* Begin Data excerpts *
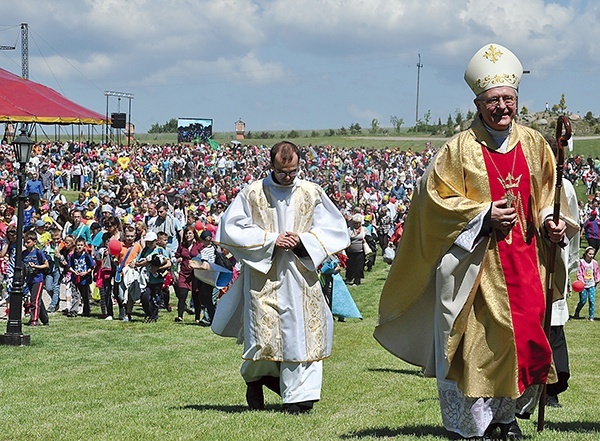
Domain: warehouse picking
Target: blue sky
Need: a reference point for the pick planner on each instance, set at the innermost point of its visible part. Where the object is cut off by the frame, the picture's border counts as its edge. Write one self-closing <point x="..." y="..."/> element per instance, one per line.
<point x="300" y="64"/>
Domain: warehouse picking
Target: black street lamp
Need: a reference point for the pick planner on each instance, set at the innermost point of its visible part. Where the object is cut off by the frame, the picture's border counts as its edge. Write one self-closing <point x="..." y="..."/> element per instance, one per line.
<point x="14" y="333"/>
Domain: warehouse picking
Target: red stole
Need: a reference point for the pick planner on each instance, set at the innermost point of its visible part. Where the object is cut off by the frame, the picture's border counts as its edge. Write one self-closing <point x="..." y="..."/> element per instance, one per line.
<point x="519" y="260"/>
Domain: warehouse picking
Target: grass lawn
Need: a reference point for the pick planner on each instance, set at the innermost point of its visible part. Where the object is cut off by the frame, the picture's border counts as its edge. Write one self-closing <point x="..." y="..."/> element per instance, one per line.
<point x="87" y="378"/>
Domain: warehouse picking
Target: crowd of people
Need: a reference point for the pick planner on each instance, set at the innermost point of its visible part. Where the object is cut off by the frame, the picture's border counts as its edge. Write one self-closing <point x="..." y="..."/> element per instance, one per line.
<point x="182" y="190"/>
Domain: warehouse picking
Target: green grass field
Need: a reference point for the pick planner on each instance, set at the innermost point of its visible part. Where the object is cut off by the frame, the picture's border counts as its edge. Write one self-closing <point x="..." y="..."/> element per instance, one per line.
<point x="87" y="378"/>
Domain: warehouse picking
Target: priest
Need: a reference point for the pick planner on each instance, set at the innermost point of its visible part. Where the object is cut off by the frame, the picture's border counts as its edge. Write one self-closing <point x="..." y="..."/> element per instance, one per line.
<point x="281" y="228"/>
<point x="465" y="296"/>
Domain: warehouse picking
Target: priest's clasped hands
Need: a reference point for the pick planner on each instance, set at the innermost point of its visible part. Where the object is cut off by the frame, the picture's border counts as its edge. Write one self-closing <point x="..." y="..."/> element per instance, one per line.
<point x="287" y="240"/>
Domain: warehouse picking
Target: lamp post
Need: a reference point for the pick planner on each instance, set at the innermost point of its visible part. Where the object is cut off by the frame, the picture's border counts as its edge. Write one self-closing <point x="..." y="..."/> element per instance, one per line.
<point x="14" y="333"/>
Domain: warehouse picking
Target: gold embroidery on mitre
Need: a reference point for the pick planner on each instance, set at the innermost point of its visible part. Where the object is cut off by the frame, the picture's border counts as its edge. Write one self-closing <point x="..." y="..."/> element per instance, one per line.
<point x="496" y="79"/>
<point x="493" y="54"/>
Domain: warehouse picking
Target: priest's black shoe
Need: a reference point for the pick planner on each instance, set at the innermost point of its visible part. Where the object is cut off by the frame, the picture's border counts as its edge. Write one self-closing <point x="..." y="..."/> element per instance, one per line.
<point x="511" y="431"/>
<point x="272" y="383"/>
<point x="254" y="395"/>
<point x="298" y="408"/>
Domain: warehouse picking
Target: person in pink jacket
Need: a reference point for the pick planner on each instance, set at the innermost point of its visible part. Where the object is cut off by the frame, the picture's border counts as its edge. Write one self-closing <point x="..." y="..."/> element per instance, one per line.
<point x="589" y="273"/>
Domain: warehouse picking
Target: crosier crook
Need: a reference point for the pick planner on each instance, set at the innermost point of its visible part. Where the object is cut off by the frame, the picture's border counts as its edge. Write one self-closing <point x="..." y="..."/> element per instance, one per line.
<point x="562" y="125"/>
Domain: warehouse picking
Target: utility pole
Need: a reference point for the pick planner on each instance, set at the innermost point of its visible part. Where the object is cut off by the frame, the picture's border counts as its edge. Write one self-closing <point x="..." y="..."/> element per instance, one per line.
<point x="419" y="66"/>
<point x="24" y="51"/>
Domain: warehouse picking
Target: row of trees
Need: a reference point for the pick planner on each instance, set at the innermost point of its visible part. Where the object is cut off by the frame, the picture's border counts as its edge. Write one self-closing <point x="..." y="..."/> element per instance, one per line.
<point x="453" y="124"/>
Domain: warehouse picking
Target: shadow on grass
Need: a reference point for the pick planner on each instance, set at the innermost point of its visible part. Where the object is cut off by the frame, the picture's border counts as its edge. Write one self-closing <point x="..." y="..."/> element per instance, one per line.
<point x="416" y="372"/>
<point x="386" y="432"/>
<point x="573" y="426"/>
<point x="226" y="408"/>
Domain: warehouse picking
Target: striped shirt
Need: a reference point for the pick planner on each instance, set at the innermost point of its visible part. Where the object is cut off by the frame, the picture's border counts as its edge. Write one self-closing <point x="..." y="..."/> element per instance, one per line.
<point x="207" y="254"/>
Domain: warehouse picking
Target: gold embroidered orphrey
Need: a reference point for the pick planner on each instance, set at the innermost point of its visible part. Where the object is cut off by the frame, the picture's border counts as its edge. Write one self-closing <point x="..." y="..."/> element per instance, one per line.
<point x="512" y="195"/>
<point x="493" y="54"/>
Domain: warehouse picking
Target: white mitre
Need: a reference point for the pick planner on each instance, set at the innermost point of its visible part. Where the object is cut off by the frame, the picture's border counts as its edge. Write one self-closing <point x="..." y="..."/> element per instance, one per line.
<point x="493" y="66"/>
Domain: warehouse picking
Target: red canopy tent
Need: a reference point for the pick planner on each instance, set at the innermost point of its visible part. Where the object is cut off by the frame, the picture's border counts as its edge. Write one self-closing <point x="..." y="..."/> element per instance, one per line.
<point x="29" y="102"/>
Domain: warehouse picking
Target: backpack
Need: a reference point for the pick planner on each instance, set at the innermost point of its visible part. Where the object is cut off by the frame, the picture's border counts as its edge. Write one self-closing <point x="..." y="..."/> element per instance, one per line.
<point x="221" y="259"/>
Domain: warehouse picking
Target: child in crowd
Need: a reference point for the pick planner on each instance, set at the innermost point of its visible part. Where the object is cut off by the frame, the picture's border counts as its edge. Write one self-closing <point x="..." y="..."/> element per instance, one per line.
<point x="66" y="247"/>
<point x="34" y="264"/>
<point x="153" y="259"/>
<point x="54" y="273"/>
<point x="81" y="264"/>
<point x="589" y="273"/>
<point x="163" y="241"/>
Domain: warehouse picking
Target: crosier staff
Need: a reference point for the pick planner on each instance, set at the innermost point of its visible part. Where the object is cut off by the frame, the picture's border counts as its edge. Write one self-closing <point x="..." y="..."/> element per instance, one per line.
<point x="562" y="125"/>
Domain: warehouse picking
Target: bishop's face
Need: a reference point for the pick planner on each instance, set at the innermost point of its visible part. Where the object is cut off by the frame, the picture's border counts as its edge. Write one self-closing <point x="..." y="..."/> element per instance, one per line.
<point x="285" y="172"/>
<point x="498" y="106"/>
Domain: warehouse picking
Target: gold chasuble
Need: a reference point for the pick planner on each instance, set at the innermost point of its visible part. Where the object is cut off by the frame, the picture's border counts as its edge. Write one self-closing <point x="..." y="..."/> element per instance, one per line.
<point x="481" y="323"/>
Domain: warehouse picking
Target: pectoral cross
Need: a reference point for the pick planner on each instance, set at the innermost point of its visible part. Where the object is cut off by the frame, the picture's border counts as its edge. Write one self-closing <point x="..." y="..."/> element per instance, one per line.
<point x="508" y="185"/>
* End Data excerpts *
» **What this task involves**:
Leave out the pictures and copy the rest of the material above exactly.

» **Task output**:
Domain: warehouse picking
Target: blue sky
Need: a reference point for the pick planner on each instance, set at the innermost point of its visible part. Where the object is cut off by the frame, the picture's border counts as its edge. Write one self-closing <point x="..." y="..."/> element per instance, one per line.
<point x="300" y="64"/>
Domain: warehouse picking
Target: black street lamp
Need: a reference point for the pick planner on each instance, set at the innermost point of its visible part. Where the object is cut off by the frame, the picture's border counts as its edge. Write one self-closing <point x="..." y="..."/> element per instance, one per line.
<point x="14" y="333"/>
Domain: warehouse picking
Target: red stole
Need: a reference point for the pick planner on each instance, set at the innermost point of its visible part. Where the object is cut off by the frame, the picture's border counts as its edge. Write one self-closing <point x="..." y="..."/> element per instance, one per line.
<point x="519" y="260"/>
Domain: warehouse picking
Target: grass lawn
Need: a reference point for the pick planner on each instance, set at the innermost point of its visible part. Where the object is cut off by the frame, the picture's border counts as its edge. Write one self-closing <point x="..." y="..."/> element per instance, one per line.
<point x="87" y="378"/>
Domain: warehouse picking
Target: crowd of people
Need: a reference point for the pick planner on each instance, set at the innermost point of its visible part. Where the object is cut off by the frame, the picture's border counts as its edge. Write one self-closing <point x="..." y="..."/> element per instance, one per line.
<point x="182" y="190"/>
Domain: warehouse picking
Target: green grass field
Need: a reference point for the pick planner on each instance, set at the innermost point of its visible part. Where the object is cut off by the frame, the picture's border counts as its edge. Write one self-closing <point x="..." y="..."/> element per instance, one per line.
<point x="87" y="378"/>
Domain: warehouse picking
Target: priest
Need: a reference point for the pick planner on each instance, set at the innermost point of its visible part. Where the object is cut off by the frame, the picture's border counts as its edge. Write one self-closing <point x="..." y="..."/> element per instance, one per line.
<point x="281" y="228"/>
<point x="465" y="296"/>
Domain: warehouse picking
Target: priest's clasped hands
Need: a reference point for the pick planner on each instance, set at the innermost point of its visible part. Where the object is cut off by the frame, the picture's border counts as its edge. Write one self-closing <point x="..." y="..."/> element per instance, one per line.
<point x="287" y="240"/>
Domain: warehouse picking
Target: lamp post
Need: a reference point for the pick planner on each instance, set at the innermost point of its visible part. Where the object is cut off by the frame, the picture's border counts as its edge. Write one self-closing <point x="..." y="..."/> element per instance, one per line.
<point x="14" y="333"/>
Domain: warehouse picking
Target: gold embroidery on mitre
Need: a reference point for the pick planner on each instance, set at the innermost point of its visible part. Where the object is cut off by the frame, the picture's border counts as its edge. Write one self-closing <point x="..." y="..."/> element per instance, one per line.
<point x="496" y="79"/>
<point x="493" y="54"/>
Domain: warehouse picking
Target: priest's black shoe
Need: a reference point for the pick planner on each instance, set at the innermost point of its visible part. Where the object is cut off by the frame, the picture's border counts as its edge. Write one self-closing <point x="..." y="..."/> element per instance, one per line.
<point x="511" y="431"/>
<point x="272" y="383"/>
<point x="254" y="395"/>
<point x="298" y="408"/>
Domain: warehouse picking
Target: person in pink jacket
Need: a reference point for the pick planner on each instance, set at the innermost point of its visible part. Where the object is cut off by the frame, the picture's border counts as its edge. Write one self-closing <point x="..." y="..."/> element per instance, one per line.
<point x="589" y="273"/>
Domain: warehouse picking
Target: crosier crook
Need: a reference point for the pick planner on each instance, set at the innermost point of its visible part. Where the object is cut off by the frame, the picture's border counts as its edge. Write one self-closing <point x="..." y="..."/> element per instance, one per line.
<point x="562" y="125"/>
Domain: warehouse picking
Target: utility pole
Need: a reference point for the pick planner on each instance, set at the innermost point of its visible part. Where the object is cut off by the frame, the picture's border counts as its edge. Write one self-closing <point x="..." y="..."/> element per instance, one per line.
<point x="419" y="66"/>
<point x="24" y="51"/>
Domain: warehouse picking
Target: row of trees
Need: a reference point for the pick planner on each instance, set at the innermost point of its visible part. Where the object is cut off by the frame, the picture's border counts as its edge. Write one self-closing <point x="..." y="..."/> element per instance, one per line.
<point x="453" y="124"/>
Domain: warehouse picking
Target: shadow on grass
Need: a reference point for the pick planner on each instance, set at the innermost point of its visible part. Where the object is cut off by the frame, the picture's border counts as its edge. Write one self-closing <point x="..." y="..."/> element per instance, one per line.
<point x="416" y="372"/>
<point x="386" y="432"/>
<point x="573" y="426"/>
<point x="226" y="408"/>
Domain: warehouse picking
Target: striped shirt
Need: a reference point for the pick planner on each instance, set at the innermost point of its visible part. Where the object is cut off by the frame, the picture's border counts as its edge. Write one self-closing <point x="..." y="..."/> element per instance, one per line.
<point x="207" y="254"/>
Domain: warehouse picking
Target: gold embroidered orphrey
Need: a reference point for the pick planner on each instance, set at the innermost point of its visible part. Where the object is cut off by the frame, the picture's border counts as its edge. Write one self-closing <point x="..." y="..."/> element per instance, one per line.
<point x="512" y="195"/>
<point x="493" y="54"/>
Domain: warehouse picking
Target: white mitre
Need: a reference point for the pick planner on each instance, set at the innermost point of its visible part. Where the object is cut off by the frame, the picture's border counts as its edge. Write one self-closing <point x="..." y="..."/> element per instance, one per line.
<point x="493" y="66"/>
Domain: warehouse picking
Target: red canopy tent
Need: a reference point for the pick planner on each instance, set at the innermost point of its visible part. Where the object is cut off by the frame, the picture's border counts as its edge. Write one self-closing <point x="..." y="..."/> element per instance, one per line.
<point x="29" y="102"/>
Domain: warehouse picking
Target: backpack
Need: a reference point for the pick planner on each instance, set at the innermost point of its visible part. Where the object is cut off by the frame, the picture's border counts as its edge. Write one self-closing <point x="..." y="..."/> element per instance, one per line.
<point x="221" y="259"/>
Domain: warehouse picking
Target: child in crowd
Need: a reference point for the pick planner on each instance, set at the innermost point of its visible part. Where the object is cut off by the frame, the picture's border counts as its edge. Write one self-closing <point x="..." y="..."/> element per instance, one per line.
<point x="66" y="247"/>
<point x="34" y="264"/>
<point x="153" y="259"/>
<point x="54" y="273"/>
<point x="81" y="264"/>
<point x="589" y="273"/>
<point x="163" y="241"/>
Domain: warehouse picking
Target: crosier staff
Need: a reference point for the pick planner on each instance, set at the innermost point of its visible part. Where the object is cut off by the frame, the picture's border counts as its edge. Write one self-closing <point x="..." y="..."/> element per instance, one per line.
<point x="562" y="125"/>
Domain: warehouse picking
Target: bishop's face
Need: a reference point for the pick planner on each instance, set at the innermost point of its visible part. Where the object is cut off by the frame, the picture's border counts as its edge. Write one self-closing <point x="..." y="..."/> element per instance, one per line.
<point x="285" y="172"/>
<point x="498" y="106"/>
Domain: warehouse picking
Target: gold chasuble
Need: a reference point for the pick planner on each instance, set at the innermost point of its visible part. Where the object is cut off by the frame, the picture's border counts as its edge. Write one self-closing <point x="..." y="..."/> element per instance, one per line.
<point x="481" y="323"/>
Domain: warehouse picking
Target: pectoral cross
Need: a reference point for the pick planner on each instance, set at the innermost point of its visible part. Where the object is cut off by the frame, the picture's border counts as its edge. Write one self-closing <point x="..." y="..."/> element per instance, one per line.
<point x="508" y="185"/>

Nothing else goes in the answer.